TASK BRIEF:
Resume the post about the Bluetooth mesh configuration failure, writing on from its last sentence.
---------- EXTRACT TO READ
Bluetooth mesh configuration failure

board: nrf52832

nRF5 SDK version: v17.0.0

nRF5 SDK for Mesh version: v5.0.0

softdevice: S332

application: light switch client + light switch server + provisioner + ble_ant_app_hrm + ble_app_uart_coexist

My application have two characters to choose: Provisioner/self provisioned Client and Server, user can send UART command to select one of them to initialize on device,

and I delete normal BLE  (NUS service)

The problem is, when I set one device as Provisioner/self provisioned Client, and two devices as Server,

the first Server would be provisioned and configured successfully, and the provision of second Server would success, but the configuration of second Server failed occasionally

But, if I turn the first Server off before the provision process of second Server start, the provision and configuration of the second Server would all success

(Once Provisioner/self provisioned Client detect one unprovision Server, ANT+ channel will close automatically)
--------------------
---------- DATA ENTRIES
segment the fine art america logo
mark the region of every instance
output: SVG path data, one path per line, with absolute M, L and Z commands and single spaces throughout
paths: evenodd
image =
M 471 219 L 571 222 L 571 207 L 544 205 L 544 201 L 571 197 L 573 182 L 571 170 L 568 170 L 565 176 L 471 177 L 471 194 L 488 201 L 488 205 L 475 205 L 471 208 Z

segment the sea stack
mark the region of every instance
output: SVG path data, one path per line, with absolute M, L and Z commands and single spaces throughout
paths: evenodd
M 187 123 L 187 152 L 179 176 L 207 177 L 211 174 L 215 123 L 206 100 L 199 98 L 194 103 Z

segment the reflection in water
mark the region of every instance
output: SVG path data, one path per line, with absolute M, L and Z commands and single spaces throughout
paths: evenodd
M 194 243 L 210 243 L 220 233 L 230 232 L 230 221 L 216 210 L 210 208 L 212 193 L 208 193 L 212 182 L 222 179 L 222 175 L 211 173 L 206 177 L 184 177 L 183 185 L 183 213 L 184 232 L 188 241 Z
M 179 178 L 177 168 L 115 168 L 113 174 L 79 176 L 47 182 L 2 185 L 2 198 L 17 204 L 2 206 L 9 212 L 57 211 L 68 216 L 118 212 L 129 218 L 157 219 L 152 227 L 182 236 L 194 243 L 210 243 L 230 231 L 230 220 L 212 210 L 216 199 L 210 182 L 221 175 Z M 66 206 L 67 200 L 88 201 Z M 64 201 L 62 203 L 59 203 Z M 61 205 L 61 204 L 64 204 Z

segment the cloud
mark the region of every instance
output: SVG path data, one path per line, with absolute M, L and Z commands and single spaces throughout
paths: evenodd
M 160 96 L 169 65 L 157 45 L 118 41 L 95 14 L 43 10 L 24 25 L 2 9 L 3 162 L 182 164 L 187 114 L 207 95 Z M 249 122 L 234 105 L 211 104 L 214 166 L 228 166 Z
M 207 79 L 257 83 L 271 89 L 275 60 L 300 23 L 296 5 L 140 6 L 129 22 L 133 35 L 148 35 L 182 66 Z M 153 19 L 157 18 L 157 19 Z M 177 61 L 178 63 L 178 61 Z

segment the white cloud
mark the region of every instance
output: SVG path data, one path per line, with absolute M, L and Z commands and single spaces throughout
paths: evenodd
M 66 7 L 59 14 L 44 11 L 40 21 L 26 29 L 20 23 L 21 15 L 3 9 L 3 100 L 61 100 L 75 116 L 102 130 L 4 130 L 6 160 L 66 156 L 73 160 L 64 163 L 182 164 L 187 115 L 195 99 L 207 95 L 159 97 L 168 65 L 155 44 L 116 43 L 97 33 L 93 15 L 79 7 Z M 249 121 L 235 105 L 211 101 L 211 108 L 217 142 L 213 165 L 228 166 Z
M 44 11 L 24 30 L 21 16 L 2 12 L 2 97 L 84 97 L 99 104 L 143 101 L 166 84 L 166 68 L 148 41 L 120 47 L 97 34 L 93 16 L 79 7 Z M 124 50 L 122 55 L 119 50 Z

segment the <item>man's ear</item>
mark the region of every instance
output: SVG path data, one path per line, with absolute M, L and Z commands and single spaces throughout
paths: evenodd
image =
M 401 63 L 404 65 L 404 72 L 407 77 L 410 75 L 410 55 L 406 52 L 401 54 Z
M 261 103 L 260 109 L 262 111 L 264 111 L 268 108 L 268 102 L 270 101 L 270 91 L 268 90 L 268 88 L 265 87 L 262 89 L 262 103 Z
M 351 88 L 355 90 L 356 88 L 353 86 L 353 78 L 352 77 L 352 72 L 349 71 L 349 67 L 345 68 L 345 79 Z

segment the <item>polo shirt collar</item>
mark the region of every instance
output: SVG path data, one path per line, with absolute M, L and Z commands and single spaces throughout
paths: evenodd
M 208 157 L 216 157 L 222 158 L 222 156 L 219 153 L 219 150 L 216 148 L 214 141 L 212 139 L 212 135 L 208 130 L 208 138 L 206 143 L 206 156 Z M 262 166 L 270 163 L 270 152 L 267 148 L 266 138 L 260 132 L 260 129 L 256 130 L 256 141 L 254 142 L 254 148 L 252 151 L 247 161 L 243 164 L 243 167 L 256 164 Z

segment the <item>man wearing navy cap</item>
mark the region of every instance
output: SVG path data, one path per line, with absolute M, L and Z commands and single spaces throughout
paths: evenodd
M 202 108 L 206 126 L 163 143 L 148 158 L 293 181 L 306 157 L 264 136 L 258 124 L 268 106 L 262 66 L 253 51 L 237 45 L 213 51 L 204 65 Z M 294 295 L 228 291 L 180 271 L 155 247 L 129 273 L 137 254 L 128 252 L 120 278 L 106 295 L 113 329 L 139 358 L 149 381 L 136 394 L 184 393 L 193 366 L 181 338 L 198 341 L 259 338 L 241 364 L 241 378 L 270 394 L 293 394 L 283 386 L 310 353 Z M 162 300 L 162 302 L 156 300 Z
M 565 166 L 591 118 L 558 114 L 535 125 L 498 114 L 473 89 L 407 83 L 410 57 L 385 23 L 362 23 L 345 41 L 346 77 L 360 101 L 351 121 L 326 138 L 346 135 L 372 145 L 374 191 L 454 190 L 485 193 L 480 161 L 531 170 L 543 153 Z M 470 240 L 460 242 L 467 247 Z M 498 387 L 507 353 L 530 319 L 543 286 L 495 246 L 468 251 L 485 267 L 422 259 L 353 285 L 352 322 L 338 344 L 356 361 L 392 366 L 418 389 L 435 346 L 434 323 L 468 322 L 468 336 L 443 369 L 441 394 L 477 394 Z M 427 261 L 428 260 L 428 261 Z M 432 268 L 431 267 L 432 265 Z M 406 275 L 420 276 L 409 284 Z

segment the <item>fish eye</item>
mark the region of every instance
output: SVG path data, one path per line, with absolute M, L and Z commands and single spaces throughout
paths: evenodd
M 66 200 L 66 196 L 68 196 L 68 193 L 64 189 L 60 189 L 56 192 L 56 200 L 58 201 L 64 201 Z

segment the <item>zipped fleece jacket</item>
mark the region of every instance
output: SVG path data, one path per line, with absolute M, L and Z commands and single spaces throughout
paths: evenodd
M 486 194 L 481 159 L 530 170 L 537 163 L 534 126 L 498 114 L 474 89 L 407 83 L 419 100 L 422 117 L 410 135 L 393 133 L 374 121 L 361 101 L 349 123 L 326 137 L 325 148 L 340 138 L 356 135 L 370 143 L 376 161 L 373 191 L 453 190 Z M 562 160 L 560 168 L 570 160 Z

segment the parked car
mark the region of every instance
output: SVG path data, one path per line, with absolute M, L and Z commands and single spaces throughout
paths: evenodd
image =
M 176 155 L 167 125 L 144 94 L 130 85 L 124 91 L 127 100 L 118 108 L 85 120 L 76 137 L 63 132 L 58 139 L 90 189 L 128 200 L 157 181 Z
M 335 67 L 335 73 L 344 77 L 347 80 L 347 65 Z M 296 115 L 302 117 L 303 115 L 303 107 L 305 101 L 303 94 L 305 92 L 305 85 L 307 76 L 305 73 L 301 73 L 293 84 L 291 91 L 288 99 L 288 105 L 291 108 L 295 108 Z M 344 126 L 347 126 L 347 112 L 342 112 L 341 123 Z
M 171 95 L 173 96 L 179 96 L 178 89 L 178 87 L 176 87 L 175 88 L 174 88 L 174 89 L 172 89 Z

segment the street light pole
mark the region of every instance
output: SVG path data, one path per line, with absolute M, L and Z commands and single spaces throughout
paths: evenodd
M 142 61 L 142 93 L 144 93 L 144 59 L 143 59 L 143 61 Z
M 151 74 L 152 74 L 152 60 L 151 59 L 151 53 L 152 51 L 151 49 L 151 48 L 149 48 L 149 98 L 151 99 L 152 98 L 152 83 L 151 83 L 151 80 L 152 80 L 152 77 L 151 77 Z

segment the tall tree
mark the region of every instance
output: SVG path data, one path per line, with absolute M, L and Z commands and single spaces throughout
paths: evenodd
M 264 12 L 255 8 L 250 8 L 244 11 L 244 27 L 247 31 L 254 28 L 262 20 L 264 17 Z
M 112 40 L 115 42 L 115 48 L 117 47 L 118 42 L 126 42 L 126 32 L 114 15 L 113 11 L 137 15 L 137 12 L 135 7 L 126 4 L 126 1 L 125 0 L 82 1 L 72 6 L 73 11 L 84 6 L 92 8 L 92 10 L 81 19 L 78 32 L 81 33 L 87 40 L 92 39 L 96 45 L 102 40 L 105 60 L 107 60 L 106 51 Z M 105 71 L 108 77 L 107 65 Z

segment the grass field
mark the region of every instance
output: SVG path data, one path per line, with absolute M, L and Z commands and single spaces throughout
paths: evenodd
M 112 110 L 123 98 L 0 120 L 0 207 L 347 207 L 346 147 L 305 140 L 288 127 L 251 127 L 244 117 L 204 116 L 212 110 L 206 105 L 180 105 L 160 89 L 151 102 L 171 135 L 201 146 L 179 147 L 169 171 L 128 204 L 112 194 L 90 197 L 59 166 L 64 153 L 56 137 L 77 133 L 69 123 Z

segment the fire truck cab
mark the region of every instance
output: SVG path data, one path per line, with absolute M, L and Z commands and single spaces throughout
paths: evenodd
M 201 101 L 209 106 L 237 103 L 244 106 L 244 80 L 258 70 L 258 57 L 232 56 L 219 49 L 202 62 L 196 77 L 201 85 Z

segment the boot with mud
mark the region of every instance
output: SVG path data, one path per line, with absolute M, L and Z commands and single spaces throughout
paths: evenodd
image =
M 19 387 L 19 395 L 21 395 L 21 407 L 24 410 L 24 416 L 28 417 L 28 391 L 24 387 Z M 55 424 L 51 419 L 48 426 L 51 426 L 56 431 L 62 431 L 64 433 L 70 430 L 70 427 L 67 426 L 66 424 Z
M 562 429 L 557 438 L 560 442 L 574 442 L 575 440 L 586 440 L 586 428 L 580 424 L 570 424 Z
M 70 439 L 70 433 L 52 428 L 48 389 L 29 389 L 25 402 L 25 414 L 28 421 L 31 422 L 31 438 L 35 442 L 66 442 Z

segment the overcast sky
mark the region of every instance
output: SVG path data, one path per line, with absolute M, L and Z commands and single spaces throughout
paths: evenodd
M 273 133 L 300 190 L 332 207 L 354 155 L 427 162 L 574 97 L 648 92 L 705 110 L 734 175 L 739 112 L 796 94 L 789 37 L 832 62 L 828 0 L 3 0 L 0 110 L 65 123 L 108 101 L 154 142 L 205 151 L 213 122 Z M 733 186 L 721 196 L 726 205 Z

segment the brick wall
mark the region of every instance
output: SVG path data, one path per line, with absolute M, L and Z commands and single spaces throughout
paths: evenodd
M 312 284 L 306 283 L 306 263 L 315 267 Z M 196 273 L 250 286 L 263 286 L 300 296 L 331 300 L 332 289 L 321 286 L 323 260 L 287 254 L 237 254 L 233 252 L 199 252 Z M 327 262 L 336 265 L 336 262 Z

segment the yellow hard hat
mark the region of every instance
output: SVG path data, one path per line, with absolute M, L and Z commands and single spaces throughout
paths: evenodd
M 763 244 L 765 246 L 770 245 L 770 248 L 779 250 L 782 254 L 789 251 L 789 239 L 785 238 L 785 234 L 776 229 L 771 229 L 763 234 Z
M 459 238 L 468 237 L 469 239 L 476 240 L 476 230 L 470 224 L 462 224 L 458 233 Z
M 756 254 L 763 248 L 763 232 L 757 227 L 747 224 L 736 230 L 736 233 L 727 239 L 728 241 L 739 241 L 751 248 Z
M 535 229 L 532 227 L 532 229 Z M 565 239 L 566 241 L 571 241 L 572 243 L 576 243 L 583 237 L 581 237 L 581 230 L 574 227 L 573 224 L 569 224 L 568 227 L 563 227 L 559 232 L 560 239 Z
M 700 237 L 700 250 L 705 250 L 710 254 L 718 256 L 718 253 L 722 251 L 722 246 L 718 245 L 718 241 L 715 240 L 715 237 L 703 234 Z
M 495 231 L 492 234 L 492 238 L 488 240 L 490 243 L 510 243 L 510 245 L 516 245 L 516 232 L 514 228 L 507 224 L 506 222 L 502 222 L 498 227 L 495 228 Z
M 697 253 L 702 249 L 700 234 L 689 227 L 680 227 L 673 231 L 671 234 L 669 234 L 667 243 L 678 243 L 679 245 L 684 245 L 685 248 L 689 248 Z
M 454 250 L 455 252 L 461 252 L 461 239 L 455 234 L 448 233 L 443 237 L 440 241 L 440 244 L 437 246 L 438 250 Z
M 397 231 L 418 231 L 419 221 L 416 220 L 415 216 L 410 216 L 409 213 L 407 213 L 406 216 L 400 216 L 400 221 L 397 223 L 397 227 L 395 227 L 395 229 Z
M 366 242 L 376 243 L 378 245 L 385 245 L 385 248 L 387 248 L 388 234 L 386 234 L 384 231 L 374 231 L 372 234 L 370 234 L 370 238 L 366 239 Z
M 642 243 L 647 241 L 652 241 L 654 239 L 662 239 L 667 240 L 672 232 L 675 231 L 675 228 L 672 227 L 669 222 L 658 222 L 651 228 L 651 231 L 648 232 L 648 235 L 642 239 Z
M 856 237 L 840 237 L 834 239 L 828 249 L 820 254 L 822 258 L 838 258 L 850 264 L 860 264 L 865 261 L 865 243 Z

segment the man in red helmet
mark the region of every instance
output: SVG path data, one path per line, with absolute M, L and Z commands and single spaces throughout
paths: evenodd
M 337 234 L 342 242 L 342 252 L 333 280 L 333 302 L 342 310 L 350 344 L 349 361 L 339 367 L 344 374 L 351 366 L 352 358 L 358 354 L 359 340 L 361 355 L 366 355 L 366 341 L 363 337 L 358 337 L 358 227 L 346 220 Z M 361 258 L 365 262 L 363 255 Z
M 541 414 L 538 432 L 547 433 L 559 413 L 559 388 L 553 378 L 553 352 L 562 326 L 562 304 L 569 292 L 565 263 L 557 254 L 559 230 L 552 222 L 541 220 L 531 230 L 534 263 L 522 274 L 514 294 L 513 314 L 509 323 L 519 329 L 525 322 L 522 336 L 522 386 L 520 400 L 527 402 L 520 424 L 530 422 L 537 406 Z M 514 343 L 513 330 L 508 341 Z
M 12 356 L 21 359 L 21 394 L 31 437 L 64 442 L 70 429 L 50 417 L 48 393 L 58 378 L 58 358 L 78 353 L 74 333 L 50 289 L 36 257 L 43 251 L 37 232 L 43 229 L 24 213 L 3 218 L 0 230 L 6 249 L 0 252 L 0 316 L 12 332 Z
--------------------
OUTPUT FOR THIS EXERCISE:
So I check configuration process, and found it often stuck in receiving opcode CONFIG_OPCODE_MODEL_APP_STATUS or CONFIG_OPCODE_APPKEY_STATUS, although Server receive opcode CONFIG_OPCODE_MODEL_APP_BIND or CONFIG_OPCODE_APPKEY_ADD and reply successfully (return NRF_SUCCESS),

but Provisioner/self provisioned Client didn't receive this reply, although Provisioner/self provisioned Client retry send APP_ADDKEY and wait for an ACK from Server for 2-3 times,

this situation keeps occur

Log:

Provisioner/Client print config_step_execute() in node_setup.c to check what opcode it receive (the value after ":" is the status of message)

Server print send_reply() in config_server.c to check the status of transmission and what opcode it send  (the first value is return value of send_reply(), the second value is opcode id it send)

  • the process of configuration of the first Server (success)        Provisioner/Client                                                                   the first Server                                                               

                          

  • the process of configuration of the second Server (fail)

                    Provisioner/Client                                                                                                     the second Server

                         

 

Then I check  function scanner_rx() in scanner.c of Provisioner/self provisioned Client, filter MAC address of the second Server to see if Provisioner/self provisioned Client receive messages from the second Server, I found Provisioner/self provisioned Client keeps receive messages of the second Server like below 

  • Provisioner/Client:

            one "Get" means get one message from the second Server ( recognized by MAC address) ( scanner_rx() in scanner.c)

            "receive opcode: (mesh_msg_handle() in access.c)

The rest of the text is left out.